Podaj cały poniższy materiał w formie listy numerowanej, pomijając puste wiersze. Obrazów nie umieszczaj w odpowiedzi.

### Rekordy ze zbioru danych
◇ ◇ ◇ ◇ ◇

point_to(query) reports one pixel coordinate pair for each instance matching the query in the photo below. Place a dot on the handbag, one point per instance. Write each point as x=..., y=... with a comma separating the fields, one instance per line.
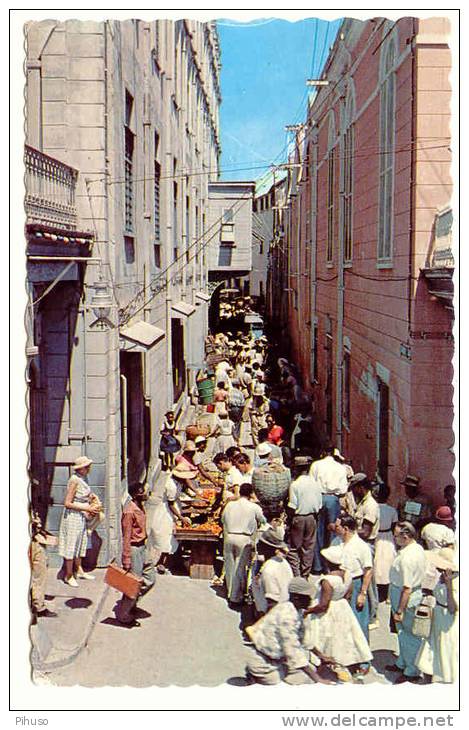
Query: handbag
x=422, y=622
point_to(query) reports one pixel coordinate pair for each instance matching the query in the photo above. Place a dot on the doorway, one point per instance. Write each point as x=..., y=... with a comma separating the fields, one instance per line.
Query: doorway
x=134, y=424
x=383, y=430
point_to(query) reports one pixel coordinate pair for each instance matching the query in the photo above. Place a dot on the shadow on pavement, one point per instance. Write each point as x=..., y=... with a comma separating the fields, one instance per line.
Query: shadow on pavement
x=78, y=603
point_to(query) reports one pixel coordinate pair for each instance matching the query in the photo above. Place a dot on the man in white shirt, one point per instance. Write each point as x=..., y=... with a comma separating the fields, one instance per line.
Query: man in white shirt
x=437, y=534
x=232, y=476
x=240, y=519
x=332, y=477
x=244, y=466
x=366, y=514
x=304, y=504
x=358, y=560
x=270, y=585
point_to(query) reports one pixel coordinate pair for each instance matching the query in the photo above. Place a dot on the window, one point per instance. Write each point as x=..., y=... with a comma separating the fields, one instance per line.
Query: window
x=386, y=157
x=330, y=206
x=129, y=247
x=346, y=379
x=129, y=140
x=225, y=254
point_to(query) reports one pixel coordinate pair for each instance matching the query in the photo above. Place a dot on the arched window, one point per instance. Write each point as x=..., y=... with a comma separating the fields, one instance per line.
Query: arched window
x=330, y=190
x=347, y=175
x=386, y=148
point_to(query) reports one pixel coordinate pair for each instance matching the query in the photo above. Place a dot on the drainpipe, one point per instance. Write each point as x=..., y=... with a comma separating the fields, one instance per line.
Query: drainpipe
x=313, y=272
x=113, y=471
x=412, y=191
x=340, y=294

◇ ◇ ◇ ◇ ◇

### Poprawna odpowiedź
1. point_to(query) reports one pixel coordinate pair for each instance matching the query in the photo below. Place a dot on the handbag, one point per instance. Write each point as x=..., y=... with a comma separating the fields, one instance per line.
2. Query: handbag
3. x=422, y=622
4. point_to(query) reports one pixel coordinate pair for each instance matching the query in the photo above. Place a dot on the doorway, one point per instance. Write each point as x=..., y=... with a comma separating the fields, one instance per line.
5. Query: doorway
6. x=134, y=424
7. x=383, y=430
8. point_to(query) reports one pixel coordinate pair for each instance matching the query in the photo above. Place a dot on the shadow on pavement, one point per instance. Write each point as x=..., y=... with a comma separating the fields, one instance per line.
9. Query: shadow on pavement
10. x=78, y=603
11. point_to(query) reports one pixel coordinate pair for each instance matching the query in the photo above. Place a dot on the man in white shirt, one point per instance. Write each point as x=..., y=... with a comma separating the fields, one instance per line.
12. Query: man in white shirt
13. x=437, y=534
14. x=232, y=476
15. x=240, y=519
16. x=332, y=477
17. x=244, y=466
18. x=366, y=514
19. x=304, y=504
20. x=358, y=560
21. x=270, y=585
22. point_to(query) reports one pixel coordinate pair for each instance matching the query in the photo above. Place a dot on the window, one point per instance. Write each point as x=..., y=... with a comma separating the fields, one instance per line.
23. Query: window
24. x=386, y=157
25. x=330, y=206
26. x=129, y=247
27. x=346, y=379
28. x=129, y=140
29. x=225, y=254
30. point_to(query) reports one pixel coordinate pair for each instance matching the query in the photo above. Place a dot on the arched window, one point per instance. Write each point as x=..., y=... with a comma separating the fields, one instance per line.
31. Query: arched window
32. x=330, y=190
33. x=347, y=175
34. x=386, y=148
35. point_to(query) reports one pixel coordinate pair for each instance matching the query in the photo above. Place a dot on the drainpipe, one point per instance. Write each point as x=..., y=... with a comma separating the fields, one instance per line.
36. Query: drainpipe
37. x=313, y=272
38. x=113, y=471
39. x=412, y=191
40. x=340, y=294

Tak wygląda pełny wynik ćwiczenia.